Extracted data »
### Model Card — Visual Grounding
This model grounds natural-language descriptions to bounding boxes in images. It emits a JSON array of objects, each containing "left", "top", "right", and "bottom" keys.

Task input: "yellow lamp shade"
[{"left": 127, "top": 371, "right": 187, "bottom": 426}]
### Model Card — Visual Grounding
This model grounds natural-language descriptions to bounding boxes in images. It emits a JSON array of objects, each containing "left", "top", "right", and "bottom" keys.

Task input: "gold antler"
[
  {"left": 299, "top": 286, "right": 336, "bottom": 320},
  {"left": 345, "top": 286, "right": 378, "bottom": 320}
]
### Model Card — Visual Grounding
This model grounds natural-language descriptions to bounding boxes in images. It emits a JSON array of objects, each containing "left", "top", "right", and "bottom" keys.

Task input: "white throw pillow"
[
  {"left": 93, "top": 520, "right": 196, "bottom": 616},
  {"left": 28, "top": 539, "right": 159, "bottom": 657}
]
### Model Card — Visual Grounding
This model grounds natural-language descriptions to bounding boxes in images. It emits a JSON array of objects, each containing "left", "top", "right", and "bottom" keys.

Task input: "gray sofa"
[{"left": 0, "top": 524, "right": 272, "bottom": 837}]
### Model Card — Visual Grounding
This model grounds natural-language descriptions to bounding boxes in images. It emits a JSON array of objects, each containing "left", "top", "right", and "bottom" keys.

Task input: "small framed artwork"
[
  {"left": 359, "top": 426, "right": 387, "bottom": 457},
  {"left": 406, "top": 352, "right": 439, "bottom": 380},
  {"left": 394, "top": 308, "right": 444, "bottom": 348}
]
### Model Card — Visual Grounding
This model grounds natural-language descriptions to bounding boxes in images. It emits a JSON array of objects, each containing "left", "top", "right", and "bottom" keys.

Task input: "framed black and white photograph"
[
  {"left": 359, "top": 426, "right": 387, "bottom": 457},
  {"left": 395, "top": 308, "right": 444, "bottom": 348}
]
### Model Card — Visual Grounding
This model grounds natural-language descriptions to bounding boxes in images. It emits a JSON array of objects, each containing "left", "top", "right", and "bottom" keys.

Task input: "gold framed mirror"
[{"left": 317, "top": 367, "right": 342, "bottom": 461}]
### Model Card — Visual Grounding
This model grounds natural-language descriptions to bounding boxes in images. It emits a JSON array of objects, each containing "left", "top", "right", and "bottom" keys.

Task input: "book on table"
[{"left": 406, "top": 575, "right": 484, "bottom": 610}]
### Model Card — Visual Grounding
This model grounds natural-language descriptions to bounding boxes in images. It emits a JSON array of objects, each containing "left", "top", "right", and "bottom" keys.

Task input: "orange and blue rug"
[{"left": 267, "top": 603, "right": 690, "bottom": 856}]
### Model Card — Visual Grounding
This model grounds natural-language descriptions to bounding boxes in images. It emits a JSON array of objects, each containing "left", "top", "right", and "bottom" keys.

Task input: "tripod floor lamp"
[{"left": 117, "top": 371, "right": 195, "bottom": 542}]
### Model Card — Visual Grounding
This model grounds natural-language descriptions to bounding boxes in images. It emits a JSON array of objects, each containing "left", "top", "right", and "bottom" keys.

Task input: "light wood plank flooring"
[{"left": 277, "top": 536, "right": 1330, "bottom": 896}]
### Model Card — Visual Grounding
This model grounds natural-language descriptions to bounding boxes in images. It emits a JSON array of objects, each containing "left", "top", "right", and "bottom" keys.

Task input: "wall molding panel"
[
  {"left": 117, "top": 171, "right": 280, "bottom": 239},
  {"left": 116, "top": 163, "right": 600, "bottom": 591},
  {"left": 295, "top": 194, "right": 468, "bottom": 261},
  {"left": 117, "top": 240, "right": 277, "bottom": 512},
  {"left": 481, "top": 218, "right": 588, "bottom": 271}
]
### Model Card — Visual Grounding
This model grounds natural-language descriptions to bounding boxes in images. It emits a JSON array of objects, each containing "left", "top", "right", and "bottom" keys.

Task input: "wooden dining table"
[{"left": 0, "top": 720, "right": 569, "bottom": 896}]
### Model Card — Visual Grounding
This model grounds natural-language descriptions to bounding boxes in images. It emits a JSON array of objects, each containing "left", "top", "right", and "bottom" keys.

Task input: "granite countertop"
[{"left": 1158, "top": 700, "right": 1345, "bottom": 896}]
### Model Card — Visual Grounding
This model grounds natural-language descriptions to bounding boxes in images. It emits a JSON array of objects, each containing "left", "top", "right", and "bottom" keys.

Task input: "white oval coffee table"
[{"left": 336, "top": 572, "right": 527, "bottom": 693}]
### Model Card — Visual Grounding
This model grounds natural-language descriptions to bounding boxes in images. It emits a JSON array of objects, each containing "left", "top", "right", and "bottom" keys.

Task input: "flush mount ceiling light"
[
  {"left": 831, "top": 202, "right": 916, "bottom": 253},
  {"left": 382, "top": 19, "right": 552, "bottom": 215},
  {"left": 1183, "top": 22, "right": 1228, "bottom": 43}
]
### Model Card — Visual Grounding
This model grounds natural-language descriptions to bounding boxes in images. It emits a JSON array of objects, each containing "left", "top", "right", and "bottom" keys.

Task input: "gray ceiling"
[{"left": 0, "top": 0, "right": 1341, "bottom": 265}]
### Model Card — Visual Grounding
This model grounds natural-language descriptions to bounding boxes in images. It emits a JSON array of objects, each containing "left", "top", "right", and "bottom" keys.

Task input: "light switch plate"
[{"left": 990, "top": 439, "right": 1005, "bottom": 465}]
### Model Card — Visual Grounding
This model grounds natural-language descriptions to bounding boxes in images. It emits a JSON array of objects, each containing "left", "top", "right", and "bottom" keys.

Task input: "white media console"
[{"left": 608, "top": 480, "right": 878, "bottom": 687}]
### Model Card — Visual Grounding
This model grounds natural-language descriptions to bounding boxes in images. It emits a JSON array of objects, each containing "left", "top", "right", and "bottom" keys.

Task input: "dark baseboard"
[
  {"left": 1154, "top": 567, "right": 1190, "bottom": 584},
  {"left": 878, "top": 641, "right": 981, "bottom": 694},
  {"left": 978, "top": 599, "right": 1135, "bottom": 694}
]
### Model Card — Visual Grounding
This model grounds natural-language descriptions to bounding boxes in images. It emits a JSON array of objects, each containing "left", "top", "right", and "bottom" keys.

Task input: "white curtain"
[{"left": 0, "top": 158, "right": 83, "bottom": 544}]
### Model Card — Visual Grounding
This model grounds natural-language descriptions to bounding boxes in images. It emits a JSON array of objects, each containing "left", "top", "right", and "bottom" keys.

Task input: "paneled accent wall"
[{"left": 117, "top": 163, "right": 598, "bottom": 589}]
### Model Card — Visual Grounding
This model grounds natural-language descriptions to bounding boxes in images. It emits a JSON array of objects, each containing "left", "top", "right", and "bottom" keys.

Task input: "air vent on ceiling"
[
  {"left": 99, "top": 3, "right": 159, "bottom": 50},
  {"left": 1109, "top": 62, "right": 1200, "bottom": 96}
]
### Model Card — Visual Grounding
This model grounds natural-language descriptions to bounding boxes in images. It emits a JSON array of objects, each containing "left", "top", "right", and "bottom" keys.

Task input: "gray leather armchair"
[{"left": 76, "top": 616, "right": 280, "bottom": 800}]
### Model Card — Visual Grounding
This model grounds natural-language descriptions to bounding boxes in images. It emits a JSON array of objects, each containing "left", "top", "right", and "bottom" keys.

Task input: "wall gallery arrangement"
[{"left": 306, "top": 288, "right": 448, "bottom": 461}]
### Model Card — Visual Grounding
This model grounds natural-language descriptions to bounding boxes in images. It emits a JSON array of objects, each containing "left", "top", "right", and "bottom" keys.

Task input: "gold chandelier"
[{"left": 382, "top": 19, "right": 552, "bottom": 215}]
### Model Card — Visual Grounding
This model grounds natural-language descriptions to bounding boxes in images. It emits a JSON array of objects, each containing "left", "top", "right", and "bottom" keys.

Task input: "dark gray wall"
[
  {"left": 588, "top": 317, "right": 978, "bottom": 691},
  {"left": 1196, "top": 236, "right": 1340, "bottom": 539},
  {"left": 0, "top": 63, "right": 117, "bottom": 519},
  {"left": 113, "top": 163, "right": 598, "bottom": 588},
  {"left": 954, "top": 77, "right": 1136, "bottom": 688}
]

Requirements » Pick out every line in the items above that contains the word "lamp" and copy each of those lines.

Solution »
Task input: "yellow lamp shade"
Task input: "tripod floor lamp"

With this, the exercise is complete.